▶ [WORK INSTRUCTIONS] Can you copy out, word for word, the lines below, starting with the line that contains "mesh fence, the" and going on through the line that contains "<point>140,46</point>", with both of those lines included?
-- START GIVEN DATA --
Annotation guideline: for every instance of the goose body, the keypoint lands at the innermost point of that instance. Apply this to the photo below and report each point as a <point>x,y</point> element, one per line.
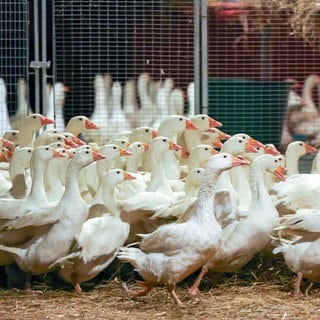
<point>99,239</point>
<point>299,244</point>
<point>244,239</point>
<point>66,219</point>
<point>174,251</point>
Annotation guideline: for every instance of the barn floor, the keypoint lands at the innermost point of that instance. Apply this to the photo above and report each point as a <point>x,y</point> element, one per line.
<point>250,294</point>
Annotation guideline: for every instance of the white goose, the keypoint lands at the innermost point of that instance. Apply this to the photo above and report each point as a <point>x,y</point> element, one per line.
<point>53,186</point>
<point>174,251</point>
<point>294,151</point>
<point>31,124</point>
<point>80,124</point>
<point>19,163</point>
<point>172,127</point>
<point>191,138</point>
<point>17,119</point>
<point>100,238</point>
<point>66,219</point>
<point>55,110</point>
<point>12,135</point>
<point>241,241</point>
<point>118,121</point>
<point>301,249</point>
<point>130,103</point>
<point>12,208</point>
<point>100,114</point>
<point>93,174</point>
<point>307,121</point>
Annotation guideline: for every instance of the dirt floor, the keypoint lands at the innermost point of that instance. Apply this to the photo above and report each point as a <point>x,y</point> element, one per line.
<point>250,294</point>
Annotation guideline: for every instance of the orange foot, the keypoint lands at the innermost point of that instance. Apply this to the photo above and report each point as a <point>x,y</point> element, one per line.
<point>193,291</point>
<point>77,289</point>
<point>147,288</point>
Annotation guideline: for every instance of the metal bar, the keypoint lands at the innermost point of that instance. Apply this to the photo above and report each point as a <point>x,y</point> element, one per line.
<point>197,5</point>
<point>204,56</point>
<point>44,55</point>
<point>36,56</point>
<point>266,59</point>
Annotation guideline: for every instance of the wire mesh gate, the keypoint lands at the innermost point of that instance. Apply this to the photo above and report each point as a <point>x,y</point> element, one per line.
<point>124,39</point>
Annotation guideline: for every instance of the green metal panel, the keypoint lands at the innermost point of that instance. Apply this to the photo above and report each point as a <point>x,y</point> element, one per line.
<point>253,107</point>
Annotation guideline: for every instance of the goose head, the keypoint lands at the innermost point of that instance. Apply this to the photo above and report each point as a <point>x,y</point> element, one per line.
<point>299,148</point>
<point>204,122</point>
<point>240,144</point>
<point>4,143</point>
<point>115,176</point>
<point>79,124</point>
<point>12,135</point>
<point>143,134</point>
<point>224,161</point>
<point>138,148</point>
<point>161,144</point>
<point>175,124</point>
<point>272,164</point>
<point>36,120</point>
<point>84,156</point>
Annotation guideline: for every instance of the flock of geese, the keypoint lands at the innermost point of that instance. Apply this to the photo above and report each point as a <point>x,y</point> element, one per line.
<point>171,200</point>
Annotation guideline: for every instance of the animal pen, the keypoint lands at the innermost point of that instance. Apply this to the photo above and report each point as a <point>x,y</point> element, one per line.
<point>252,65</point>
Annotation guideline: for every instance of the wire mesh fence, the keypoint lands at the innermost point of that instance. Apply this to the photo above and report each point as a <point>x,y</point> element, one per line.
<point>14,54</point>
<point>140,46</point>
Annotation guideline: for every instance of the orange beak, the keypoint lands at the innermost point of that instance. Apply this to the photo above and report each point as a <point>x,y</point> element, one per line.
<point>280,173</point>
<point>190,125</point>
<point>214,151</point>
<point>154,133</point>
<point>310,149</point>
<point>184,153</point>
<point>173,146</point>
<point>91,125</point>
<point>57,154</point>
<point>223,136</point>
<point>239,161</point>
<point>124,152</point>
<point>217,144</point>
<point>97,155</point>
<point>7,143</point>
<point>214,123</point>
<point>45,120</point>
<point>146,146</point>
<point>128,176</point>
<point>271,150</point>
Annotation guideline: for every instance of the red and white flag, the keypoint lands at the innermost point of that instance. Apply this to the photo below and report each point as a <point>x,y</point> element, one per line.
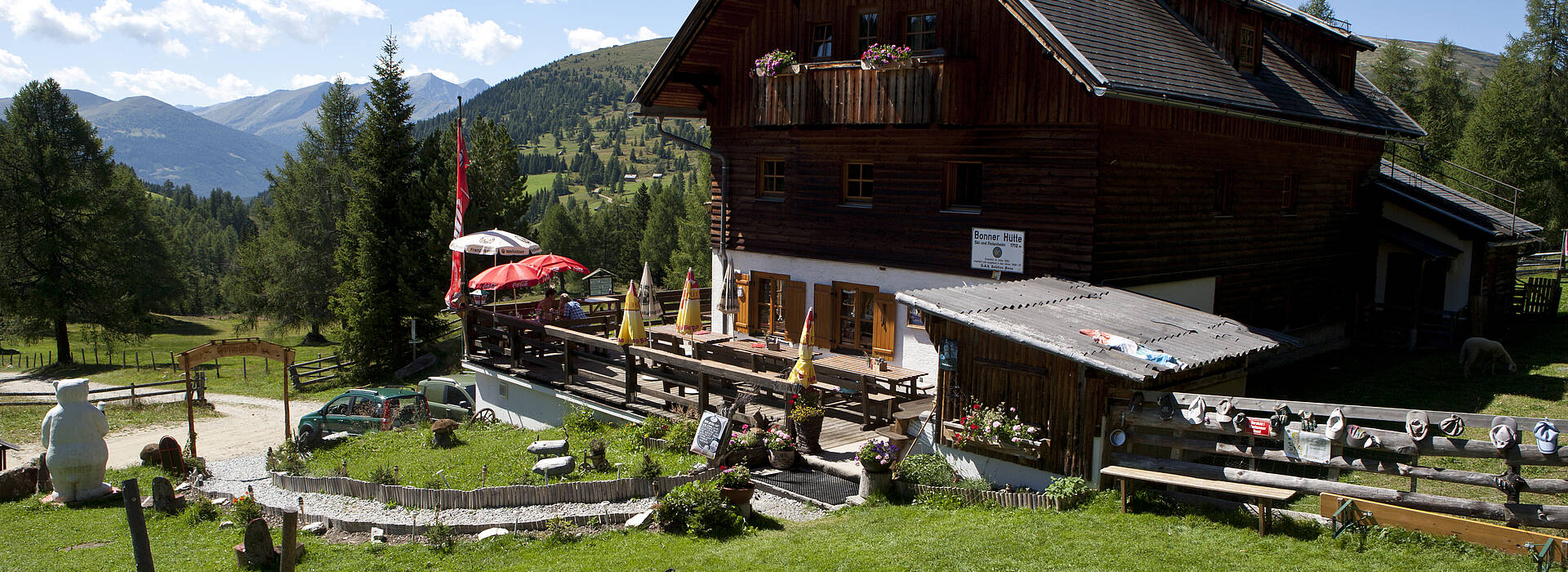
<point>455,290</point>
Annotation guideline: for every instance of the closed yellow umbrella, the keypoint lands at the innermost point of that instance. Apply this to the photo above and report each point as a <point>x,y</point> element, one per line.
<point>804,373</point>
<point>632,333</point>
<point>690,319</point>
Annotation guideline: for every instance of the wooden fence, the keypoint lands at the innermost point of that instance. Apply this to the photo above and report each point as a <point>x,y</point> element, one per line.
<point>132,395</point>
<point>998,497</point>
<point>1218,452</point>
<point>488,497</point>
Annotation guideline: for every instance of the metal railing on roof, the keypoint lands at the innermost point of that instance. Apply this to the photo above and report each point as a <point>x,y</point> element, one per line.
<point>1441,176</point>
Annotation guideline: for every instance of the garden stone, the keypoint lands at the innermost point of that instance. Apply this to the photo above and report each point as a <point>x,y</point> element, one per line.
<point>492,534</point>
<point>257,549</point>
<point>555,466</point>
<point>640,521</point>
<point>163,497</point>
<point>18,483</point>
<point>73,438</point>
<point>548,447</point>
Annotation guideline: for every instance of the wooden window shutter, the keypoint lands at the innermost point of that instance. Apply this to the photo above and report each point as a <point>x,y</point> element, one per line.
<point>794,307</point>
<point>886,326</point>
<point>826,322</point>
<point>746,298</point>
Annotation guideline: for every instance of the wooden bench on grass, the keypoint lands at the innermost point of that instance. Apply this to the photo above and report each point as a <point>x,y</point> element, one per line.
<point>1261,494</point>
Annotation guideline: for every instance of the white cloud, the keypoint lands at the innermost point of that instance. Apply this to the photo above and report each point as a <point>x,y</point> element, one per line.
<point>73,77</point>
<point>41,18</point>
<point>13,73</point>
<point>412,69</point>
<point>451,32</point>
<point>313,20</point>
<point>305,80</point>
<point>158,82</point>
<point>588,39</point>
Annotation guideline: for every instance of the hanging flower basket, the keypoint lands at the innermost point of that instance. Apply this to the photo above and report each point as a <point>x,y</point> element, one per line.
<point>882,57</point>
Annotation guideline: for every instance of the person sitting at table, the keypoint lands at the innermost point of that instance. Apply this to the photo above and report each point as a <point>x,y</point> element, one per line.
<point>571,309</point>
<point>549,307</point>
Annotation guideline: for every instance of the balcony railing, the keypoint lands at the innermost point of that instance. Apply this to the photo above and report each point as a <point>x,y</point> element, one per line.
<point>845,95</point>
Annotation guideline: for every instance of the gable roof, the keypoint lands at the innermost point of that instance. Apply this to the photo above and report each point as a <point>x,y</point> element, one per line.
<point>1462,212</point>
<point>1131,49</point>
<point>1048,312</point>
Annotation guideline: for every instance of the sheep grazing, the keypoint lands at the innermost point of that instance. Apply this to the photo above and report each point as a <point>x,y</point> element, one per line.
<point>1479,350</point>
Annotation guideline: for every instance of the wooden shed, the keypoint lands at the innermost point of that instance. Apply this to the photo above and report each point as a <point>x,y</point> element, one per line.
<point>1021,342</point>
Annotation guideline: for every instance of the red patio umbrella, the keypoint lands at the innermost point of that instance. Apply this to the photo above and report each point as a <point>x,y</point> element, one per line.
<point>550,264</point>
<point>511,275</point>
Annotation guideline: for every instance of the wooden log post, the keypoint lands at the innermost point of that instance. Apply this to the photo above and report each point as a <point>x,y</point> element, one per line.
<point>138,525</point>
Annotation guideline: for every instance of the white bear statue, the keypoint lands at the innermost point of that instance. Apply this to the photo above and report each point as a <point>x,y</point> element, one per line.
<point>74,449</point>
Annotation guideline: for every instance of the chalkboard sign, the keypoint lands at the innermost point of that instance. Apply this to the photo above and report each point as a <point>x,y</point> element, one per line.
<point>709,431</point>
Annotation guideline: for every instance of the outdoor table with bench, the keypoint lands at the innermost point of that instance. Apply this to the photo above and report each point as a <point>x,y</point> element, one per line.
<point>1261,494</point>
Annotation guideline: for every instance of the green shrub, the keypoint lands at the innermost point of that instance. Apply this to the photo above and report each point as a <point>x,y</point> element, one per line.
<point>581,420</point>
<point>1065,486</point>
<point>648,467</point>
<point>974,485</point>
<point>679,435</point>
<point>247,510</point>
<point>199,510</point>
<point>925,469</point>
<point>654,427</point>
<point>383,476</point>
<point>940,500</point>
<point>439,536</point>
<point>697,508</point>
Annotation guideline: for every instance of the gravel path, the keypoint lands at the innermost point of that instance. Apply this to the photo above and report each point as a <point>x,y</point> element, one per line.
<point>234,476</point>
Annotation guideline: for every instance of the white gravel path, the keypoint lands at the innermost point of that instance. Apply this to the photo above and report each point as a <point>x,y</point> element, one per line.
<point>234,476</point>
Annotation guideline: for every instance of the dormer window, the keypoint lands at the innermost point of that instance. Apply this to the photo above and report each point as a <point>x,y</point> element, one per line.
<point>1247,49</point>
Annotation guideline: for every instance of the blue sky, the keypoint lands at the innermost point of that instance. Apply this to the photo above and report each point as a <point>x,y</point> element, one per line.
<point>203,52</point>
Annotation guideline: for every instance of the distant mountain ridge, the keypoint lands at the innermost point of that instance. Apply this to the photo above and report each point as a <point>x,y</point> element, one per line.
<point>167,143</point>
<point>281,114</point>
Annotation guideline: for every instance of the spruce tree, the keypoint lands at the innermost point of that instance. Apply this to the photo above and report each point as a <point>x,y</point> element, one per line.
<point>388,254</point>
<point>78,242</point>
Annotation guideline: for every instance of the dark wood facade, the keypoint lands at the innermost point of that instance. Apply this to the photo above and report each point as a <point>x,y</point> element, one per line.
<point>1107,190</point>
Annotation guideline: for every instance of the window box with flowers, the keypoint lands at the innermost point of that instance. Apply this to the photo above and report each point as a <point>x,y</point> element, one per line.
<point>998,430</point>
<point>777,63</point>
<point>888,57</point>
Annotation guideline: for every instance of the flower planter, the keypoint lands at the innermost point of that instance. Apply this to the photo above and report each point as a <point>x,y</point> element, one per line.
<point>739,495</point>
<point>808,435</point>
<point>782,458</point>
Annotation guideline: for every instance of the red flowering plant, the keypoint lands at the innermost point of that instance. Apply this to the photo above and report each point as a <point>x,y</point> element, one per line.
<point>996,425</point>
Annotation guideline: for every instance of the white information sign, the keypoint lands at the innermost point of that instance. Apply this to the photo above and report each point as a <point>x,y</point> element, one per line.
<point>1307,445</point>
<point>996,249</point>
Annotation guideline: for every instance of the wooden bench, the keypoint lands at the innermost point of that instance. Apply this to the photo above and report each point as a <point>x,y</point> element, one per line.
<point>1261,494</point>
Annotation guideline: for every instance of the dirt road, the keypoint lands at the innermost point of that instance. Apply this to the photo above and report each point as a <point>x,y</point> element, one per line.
-- END GIVEN DATA --
▶ [COMPLETE RESPONSE]
Annotation guideline: for every instance of the wire mesh fence, the keypoint lands at the innermost point of that instance. Apply this to the photo above and report each point as a <point>x,y</point> element, one per line.
<point>14,54</point>
<point>140,46</point>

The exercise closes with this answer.